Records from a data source
>> Start

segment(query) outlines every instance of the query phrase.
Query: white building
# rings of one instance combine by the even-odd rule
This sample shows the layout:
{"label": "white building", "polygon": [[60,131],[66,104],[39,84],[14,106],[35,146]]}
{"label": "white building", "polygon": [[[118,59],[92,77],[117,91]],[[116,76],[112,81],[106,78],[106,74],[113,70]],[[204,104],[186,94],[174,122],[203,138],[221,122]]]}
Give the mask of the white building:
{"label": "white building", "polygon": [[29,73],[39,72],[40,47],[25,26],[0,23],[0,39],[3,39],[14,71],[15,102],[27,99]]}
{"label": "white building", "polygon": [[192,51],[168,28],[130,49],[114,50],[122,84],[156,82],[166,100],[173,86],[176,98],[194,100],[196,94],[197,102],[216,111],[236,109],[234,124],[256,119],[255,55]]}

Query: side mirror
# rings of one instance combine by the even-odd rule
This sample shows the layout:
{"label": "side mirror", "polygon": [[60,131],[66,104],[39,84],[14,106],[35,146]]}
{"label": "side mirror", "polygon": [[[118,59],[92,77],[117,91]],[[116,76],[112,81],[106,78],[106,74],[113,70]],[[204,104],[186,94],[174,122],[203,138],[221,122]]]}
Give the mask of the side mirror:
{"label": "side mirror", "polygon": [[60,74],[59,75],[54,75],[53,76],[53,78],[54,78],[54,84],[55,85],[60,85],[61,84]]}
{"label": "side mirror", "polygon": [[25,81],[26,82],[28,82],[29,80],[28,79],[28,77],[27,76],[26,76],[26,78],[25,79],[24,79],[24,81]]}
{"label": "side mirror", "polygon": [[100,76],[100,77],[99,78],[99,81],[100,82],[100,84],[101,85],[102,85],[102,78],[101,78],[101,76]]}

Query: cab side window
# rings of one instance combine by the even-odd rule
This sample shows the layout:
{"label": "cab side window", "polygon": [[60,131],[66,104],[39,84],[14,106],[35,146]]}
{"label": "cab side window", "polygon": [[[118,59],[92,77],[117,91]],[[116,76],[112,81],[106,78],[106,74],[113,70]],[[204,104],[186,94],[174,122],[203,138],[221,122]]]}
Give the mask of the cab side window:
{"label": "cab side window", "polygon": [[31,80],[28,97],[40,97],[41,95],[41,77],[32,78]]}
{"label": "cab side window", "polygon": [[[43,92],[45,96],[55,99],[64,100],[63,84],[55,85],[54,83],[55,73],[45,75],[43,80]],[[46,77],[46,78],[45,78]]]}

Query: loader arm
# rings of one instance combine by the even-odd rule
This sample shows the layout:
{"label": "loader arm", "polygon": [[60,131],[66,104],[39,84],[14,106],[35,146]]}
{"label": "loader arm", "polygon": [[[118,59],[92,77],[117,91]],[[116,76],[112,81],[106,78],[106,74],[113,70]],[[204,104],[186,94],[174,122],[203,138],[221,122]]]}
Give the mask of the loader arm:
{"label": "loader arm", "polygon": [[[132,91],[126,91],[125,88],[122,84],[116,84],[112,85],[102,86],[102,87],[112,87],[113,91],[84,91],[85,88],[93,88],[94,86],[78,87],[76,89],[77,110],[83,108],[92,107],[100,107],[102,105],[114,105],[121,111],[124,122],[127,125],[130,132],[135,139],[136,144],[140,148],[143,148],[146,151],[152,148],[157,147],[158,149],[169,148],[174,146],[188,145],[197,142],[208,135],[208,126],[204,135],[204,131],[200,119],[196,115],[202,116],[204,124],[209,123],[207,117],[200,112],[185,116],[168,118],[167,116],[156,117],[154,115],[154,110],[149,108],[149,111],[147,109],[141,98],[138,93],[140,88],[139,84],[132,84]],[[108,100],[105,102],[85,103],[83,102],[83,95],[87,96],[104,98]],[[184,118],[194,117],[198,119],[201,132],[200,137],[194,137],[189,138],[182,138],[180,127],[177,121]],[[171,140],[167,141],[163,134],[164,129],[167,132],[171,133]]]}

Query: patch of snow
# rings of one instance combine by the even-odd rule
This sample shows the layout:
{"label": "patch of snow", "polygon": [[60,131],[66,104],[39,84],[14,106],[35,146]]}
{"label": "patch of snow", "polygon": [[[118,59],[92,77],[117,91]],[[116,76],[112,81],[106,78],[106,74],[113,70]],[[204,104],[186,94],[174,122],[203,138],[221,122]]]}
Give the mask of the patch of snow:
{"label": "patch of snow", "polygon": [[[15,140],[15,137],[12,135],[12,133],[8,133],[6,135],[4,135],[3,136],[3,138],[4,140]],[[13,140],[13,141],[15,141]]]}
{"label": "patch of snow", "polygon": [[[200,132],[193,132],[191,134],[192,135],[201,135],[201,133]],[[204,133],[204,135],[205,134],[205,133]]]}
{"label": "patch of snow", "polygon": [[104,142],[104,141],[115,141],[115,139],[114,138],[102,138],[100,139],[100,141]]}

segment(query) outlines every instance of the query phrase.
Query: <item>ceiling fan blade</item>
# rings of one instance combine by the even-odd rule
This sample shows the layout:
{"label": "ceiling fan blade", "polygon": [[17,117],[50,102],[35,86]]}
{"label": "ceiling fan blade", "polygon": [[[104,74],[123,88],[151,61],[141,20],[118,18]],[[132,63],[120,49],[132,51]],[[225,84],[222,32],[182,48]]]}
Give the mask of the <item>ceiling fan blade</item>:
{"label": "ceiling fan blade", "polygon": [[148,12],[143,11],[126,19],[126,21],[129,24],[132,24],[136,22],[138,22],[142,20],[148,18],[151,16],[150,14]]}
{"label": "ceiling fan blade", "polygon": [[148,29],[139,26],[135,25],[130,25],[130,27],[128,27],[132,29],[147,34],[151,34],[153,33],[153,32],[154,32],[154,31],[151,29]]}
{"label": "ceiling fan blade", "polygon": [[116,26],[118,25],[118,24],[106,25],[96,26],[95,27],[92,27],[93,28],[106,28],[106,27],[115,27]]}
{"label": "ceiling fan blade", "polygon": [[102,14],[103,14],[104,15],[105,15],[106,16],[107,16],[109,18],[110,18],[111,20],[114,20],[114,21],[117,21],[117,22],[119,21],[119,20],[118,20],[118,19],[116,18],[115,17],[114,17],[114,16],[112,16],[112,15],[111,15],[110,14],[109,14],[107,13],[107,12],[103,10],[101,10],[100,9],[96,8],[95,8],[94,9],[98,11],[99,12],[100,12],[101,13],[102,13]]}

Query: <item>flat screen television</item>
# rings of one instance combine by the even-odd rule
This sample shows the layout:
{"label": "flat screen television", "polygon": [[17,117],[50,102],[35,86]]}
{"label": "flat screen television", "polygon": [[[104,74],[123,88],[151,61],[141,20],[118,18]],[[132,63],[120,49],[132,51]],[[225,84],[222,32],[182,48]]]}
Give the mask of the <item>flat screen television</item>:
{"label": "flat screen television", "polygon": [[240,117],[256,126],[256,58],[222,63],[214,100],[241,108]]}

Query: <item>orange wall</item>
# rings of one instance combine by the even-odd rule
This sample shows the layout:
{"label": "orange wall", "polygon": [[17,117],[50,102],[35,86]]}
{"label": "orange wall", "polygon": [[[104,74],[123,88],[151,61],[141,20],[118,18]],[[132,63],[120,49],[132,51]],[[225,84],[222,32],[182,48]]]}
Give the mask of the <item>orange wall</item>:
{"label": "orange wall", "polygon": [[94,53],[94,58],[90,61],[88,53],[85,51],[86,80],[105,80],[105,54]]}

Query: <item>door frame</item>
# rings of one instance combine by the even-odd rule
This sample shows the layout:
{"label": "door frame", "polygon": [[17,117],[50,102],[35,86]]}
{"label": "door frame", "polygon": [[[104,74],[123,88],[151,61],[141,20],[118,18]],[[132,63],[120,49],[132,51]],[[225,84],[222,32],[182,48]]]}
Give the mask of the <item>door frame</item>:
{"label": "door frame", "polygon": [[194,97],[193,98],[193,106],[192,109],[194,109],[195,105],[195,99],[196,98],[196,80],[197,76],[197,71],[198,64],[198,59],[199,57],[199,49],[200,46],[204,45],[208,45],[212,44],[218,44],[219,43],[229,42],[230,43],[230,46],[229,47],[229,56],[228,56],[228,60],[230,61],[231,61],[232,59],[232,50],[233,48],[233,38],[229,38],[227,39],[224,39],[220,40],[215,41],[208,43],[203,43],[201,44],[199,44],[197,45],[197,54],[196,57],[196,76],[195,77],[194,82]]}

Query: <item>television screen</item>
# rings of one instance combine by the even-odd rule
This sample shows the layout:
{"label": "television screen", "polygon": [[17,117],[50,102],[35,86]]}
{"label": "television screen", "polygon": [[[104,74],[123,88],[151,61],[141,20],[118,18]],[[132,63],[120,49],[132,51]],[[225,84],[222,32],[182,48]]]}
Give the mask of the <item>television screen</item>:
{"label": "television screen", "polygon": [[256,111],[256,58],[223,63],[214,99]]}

>> End

Arrange the data lines from the line containing "Query: patch of snow" to the line containing "Give the mask of the patch", both included, as a numbered list, and leave out any blank lines.

ANSWER TO THE EXERCISE
1. Query: patch of snow
2. # rings of one instance combine by the even-odd rule
3. This sample shows the layout:
4. {"label": "patch of snow", "polygon": [[60,131],[66,104],[39,84],[14,106],[35,146]]}
5. {"label": "patch of snow", "polygon": [[[118,59],[92,77],[117,91]],[[116,76],[112,81],[106,78],[106,74],[113,70]],[[204,104],[186,94],[174,122],[203,138],[221,122]]]}
6. Give the mask of the patch of snow:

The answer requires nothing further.